Entries excerpted from a collection:
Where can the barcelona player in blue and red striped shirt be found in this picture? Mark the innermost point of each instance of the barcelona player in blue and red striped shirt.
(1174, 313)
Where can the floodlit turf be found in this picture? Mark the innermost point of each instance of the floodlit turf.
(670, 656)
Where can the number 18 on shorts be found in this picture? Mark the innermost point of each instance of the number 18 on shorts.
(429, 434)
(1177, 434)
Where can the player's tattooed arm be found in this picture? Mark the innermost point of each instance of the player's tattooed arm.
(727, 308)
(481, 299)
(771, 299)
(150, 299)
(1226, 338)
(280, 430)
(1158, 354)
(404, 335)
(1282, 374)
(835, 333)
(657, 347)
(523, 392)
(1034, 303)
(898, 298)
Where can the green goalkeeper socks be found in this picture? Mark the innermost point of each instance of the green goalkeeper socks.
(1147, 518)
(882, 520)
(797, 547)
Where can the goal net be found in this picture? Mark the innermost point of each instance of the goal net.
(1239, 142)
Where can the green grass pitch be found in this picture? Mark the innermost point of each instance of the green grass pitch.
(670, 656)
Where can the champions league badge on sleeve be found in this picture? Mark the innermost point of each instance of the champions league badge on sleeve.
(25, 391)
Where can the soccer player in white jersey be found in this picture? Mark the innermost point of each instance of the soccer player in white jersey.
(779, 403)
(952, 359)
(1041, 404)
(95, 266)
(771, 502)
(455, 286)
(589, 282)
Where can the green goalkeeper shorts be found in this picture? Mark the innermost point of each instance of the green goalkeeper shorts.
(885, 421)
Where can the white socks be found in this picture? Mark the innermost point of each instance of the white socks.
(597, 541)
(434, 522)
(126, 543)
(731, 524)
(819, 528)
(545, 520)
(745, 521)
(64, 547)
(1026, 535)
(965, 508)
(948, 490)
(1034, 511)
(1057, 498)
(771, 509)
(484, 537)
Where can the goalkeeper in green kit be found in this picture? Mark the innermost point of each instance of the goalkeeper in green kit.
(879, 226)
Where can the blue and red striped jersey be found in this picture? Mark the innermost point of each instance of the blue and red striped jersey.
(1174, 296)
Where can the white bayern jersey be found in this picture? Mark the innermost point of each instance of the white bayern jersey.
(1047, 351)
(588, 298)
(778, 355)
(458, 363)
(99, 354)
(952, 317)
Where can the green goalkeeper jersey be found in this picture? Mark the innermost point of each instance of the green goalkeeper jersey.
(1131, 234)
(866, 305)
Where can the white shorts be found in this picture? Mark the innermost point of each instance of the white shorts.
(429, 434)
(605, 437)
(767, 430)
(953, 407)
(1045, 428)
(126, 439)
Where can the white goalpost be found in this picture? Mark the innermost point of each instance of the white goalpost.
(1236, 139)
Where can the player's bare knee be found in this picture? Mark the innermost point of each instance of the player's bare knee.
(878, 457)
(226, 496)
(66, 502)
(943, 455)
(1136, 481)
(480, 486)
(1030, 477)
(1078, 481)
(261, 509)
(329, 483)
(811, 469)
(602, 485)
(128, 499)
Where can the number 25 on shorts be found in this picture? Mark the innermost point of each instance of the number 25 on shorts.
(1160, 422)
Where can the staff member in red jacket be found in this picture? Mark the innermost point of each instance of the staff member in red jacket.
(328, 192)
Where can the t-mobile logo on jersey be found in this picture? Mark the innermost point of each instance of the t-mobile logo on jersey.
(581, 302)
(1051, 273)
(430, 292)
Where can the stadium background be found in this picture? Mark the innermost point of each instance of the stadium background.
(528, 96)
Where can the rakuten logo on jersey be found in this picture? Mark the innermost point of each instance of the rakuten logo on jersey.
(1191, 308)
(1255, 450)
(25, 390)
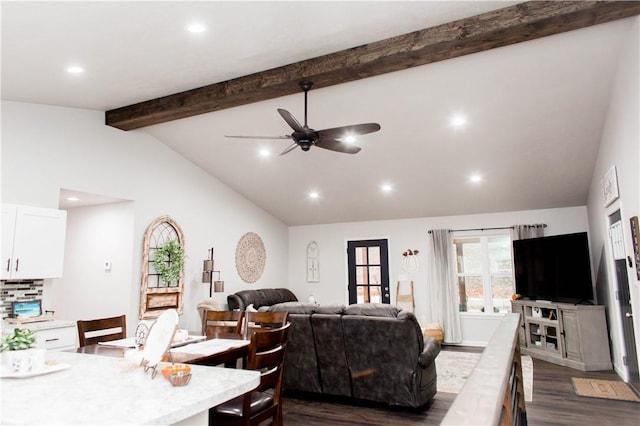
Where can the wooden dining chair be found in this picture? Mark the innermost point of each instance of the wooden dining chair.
(266, 354)
(257, 321)
(222, 324)
(90, 332)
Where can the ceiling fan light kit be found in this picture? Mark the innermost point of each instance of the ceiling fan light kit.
(305, 137)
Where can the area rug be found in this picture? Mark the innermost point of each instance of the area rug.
(607, 389)
(454, 368)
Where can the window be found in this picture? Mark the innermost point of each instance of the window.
(485, 273)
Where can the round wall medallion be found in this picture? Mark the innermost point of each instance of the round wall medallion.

*INSTRUCTIONS FOR THE TASK*: Can you output every line of the entries word for word, leaving the pictures out?

*RESULT OF THIS EXERCISE*:
Where can the barcelona player in blue and red striped shirt be found in this picture? Mark the innermost point of each instance of the barcelona player in blue and red striped shirt.
(1174, 313)
Where can the floodlit turf be found in this picture? Mark the innermost point of each instance of the floodlit turf.
(670, 656)
Where can the number 18 on shorts be found in this picture? Mark the innermost point of each instance of the number 18 on shorts.
(429, 434)
(1177, 434)
Where can the player's tattooed arm be found in this picture? Mark the innermost point of each instance of the player's tattooed arm.
(727, 308)
(481, 299)
(771, 299)
(150, 299)
(1226, 338)
(280, 430)
(1158, 354)
(404, 335)
(1282, 374)
(835, 333)
(657, 347)
(523, 392)
(1034, 303)
(898, 298)
Where can the green goalkeeper socks be found in this picture? Mark the innermost point of each instance of the green goalkeeper socks.
(1147, 518)
(882, 520)
(797, 547)
Where can the goal net be found in this picture? Mark the innermost point of each instance of the goal net.
(1239, 142)
Where can the green grass pitch be found in this picture? Mark the innermost point of each instance of the green grass pitch.
(670, 656)
Where can the champions league badge on sleeve be found in this picture? Mark the innermost point of each instance of the champions league badge on sleeve.
(25, 391)
Where can the soccer player in white jersey be found in this picture? Mark the innermost point of each instance of the soccer player in white jersey.
(779, 403)
(952, 359)
(1041, 404)
(95, 266)
(771, 502)
(455, 286)
(589, 282)
Where can the green goalkeeper shorts be found in this picture? Mark the innermost point of each instance of the green goalkeeper shorts.
(885, 421)
Where can the white socks be found in this picture? Mark the innermost point of each instance of the white socks.
(597, 541)
(434, 522)
(126, 543)
(731, 524)
(819, 528)
(545, 520)
(745, 521)
(64, 547)
(1026, 535)
(965, 508)
(948, 490)
(1034, 511)
(1057, 498)
(771, 509)
(484, 537)
Where can the goalkeeper in green kit be found in this picture? Mark the innermost point of each instance of the goalkeeper in green kit.
(879, 226)
Where can the blue and red striped jersey be found in this picture? Mark the innermost point of each instance of the blue and red striped jersey.
(1174, 296)
Where can the white bayern jersey be found in this picture? Mark the innermost point of each instance of the white bayern jersey.
(1047, 351)
(588, 298)
(778, 355)
(458, 363)
(99, 354)
(952, 317)
Where can the green goalkeeper jersey be found in this picture? Mark the innermost point of each instance of the green goalkeeper jersey.
(1131, 234)
(866, 305)
Where can the white shorts be found in this picture? Mark the innermost point of each instance of the white shorts.
(429, 434)
(605, 437)
(767, 430)
(953, 407)
(1045, 428)
(126, 439)
Where can the white goalpost be found in this picture? Mark the innermost point of each instance of the white goalpost.
(1236, 139)
Where can the player's bare knee be found in this picture? Mark the innermost point of each instance of the player's bare knee.
(878, 457)
(226, 496)
(66, 502)
(943, 455)
(1136, 481)
(480, 486)
(1030, 477)
(1078, 481)
(261, 509)
(329, 483)
(811, 469)
(602, 485)
(128, 499)
Where can the number 25 on shorts be found in this picture? Mark the innermost point of each instance of the number 25 on shorts.
(1160, 422)
Where can the staff member in red jacket be found in this picture? Mark the innermost point of each instance of the staff member in red jacket.
(328, 192)
Where can the t-mobile logo on jersey be found in this picture? Mark the innermost point of each instance of the t-mobile logo on jersey.
(581, 302)
(1051, 273)
(430, 292)
Where can the stadium background be found in this picture? Mark the innermost point of each instance of the stadium background.
(528, 96)
Where can the rakuten logo on jersey be found in this picture? Mark the innermost point of each instance of the rakuten logo on jersey.
(1191, 308)
(1255, 450)
(25, 390)
Where can the wooden dining chair be found in this picture? Mark the innermost point of each instance of the wooden dining chair.
(266, 354)
(257, 321)
(222, 324)
(90, 332)
Where can the ceiling fan light kit be found in this picture? Mark the innermost point of each instance of the ceiling fan light kit.
(305, 137)
Where can the area rug be found in this picture? Mark the innermost point of each instance of the area rug.
(607, 389)
(454, 368)
Where can the window be found in this picture? Mark the innermost point of each instance of the window.
(485, 273)
Where can the round wall medallion be found in this picture? Mark the innermost point of each instance of the round wall medallion.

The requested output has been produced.